▶ _ABOUT THIS TASK_
Retype each entry below, keeping every character the same.

[Items from a data source]

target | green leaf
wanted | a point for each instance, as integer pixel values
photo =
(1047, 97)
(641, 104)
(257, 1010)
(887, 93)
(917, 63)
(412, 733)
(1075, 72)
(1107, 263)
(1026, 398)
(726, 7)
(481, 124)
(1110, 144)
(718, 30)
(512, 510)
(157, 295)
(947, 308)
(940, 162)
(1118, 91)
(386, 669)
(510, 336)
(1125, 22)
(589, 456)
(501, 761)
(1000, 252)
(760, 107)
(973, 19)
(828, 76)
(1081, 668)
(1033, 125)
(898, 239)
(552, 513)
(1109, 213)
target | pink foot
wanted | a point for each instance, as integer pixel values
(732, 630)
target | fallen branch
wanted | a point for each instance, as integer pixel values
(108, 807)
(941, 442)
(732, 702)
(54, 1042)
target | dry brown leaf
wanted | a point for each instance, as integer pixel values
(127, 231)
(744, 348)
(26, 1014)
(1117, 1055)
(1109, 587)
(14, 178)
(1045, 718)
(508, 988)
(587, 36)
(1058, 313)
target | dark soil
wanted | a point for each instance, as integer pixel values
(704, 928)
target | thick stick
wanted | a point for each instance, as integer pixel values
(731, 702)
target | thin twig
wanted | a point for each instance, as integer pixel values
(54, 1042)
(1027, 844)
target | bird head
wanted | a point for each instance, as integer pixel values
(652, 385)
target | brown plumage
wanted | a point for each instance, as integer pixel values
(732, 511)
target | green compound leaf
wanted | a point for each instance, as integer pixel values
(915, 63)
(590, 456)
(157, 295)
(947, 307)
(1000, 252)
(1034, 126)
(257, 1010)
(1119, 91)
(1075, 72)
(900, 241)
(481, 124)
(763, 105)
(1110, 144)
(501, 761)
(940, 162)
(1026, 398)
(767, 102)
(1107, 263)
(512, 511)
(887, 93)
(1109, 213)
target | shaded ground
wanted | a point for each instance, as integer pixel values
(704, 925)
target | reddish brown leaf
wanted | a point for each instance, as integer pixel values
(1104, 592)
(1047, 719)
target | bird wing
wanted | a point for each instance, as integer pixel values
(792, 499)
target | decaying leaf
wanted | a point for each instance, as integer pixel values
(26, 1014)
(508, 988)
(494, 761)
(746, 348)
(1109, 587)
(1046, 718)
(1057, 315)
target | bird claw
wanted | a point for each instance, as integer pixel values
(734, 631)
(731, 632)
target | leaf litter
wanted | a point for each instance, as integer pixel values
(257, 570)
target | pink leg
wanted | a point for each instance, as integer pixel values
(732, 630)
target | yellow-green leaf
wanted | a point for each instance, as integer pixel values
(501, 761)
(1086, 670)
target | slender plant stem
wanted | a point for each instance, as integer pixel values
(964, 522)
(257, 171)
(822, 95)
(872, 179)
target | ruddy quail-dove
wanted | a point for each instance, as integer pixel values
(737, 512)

▶ _RESULT FOR THIS TASK_
target | green leaf
wanted | a point for each instance, as integer pixel values
photo =
(1047, 97)
(641, 104)
(257, 1010)
(887, 93)
(917, 63)
(412, 733)
(1075, 72)
(1107, 263)
(1026, 398)
(726, 7)
(481, 124)
(1110, 144)
(718, 30)
(512, 510)
(157, 295)
(947, 308)
(940, 162)
(1118, 91)
(386, 669)
(510, 336)
(1125, 22)
(589, 456)
(501, 761)
(1000, 252)
(760, 107)
(973, 19)
(828, 76)
(1081, 668)
(1033, 125)
(898, 239)
(552, 513)
(1109, 213)
target | pink foot
wanted | a point for each instance, as integer pixel values
(732, 630)
target | fallen branch
wanted | a point for each instance, as integer pixel values
(108, 807)
(941, 442)
(732, 702)
(54, 1042)
target | dry brown leaf
wanted | a point for each instance, as integer pixel values
(127, 231)
(744, 348)
(26, 1014)
(1117, 1055)
(1109, 587)
(14, 178)
(1045, 718)
(508, 988)
(587, 36)
(1058, 313)
target | dark soil
wanted | a point for each instance, as integer pixel values
(704, 928)
target | thick stick
wanted | a point for each instance, as integer pixel values
(731, 702)
target | thin twig
wanted | a point for each instance, as integer pixel values
(54, 1042)
(1027, 844)
target | bird head
wanted | a point for each instance, as integer pixel values
(652, 385)
target | brown plumage
wanted | a point for each instance, as integer pixel values
(732, 511)
target | green compound leaf
wanted | a point for each instance, as integer pixel values
(915, 63)
(590, 456)
(157, 295)
(947, 307)
(1000, 252)
(1034, 126)
(257, 1010)
(1119, 91)
(1075, 72)
(900, 241)
(481, 124)
(763, 105)
(1110, 144)
(501, 761)
(940, 162)
(1026, 398)
(767, 102)
(1107, 263)
(512, 511)
(887, 93)
(1109, 213)
target | shaded ground
wanted | a point for each instance, as integer pixel values
(704, 925)
target | reddish brown leaf
wanted | a point for each instance, as integer pixel values
(1104, 592)
(1047, 719)
target | bird wing
wanted | a point for each instance, as integer pixel values
(792, 499)
target | decaying leaf
wanted | a point for each instance, as integer pixel values
(26, 1014)
(508, 988)
(494, 761)
(746, 348)
(1109, 587)
(1046, 718)
(1057, 315)
target | bird claw
wanted | a point for each instance, as integer pixel values
(734, 631)
(731, 632)
target | leaf litter
wanted | a point for each instance, as integer pixel values
(257, 570)
target | pink leg
wanted | a point for each instance, as integer pixel values
(732, 630)
target | yellow-green leaf
wanted | a point for each instance, as integer pixel values
(501, 761)
(1086, 670)
target | slender plant stem
wanted | a point for each instance, as integer pixel values
(964, 522)
(257, 171)
(822, 95)
(872, 179)
target | ruddy quail-dove
wanted | a point for each instance, as integer pixel values
(737, 512)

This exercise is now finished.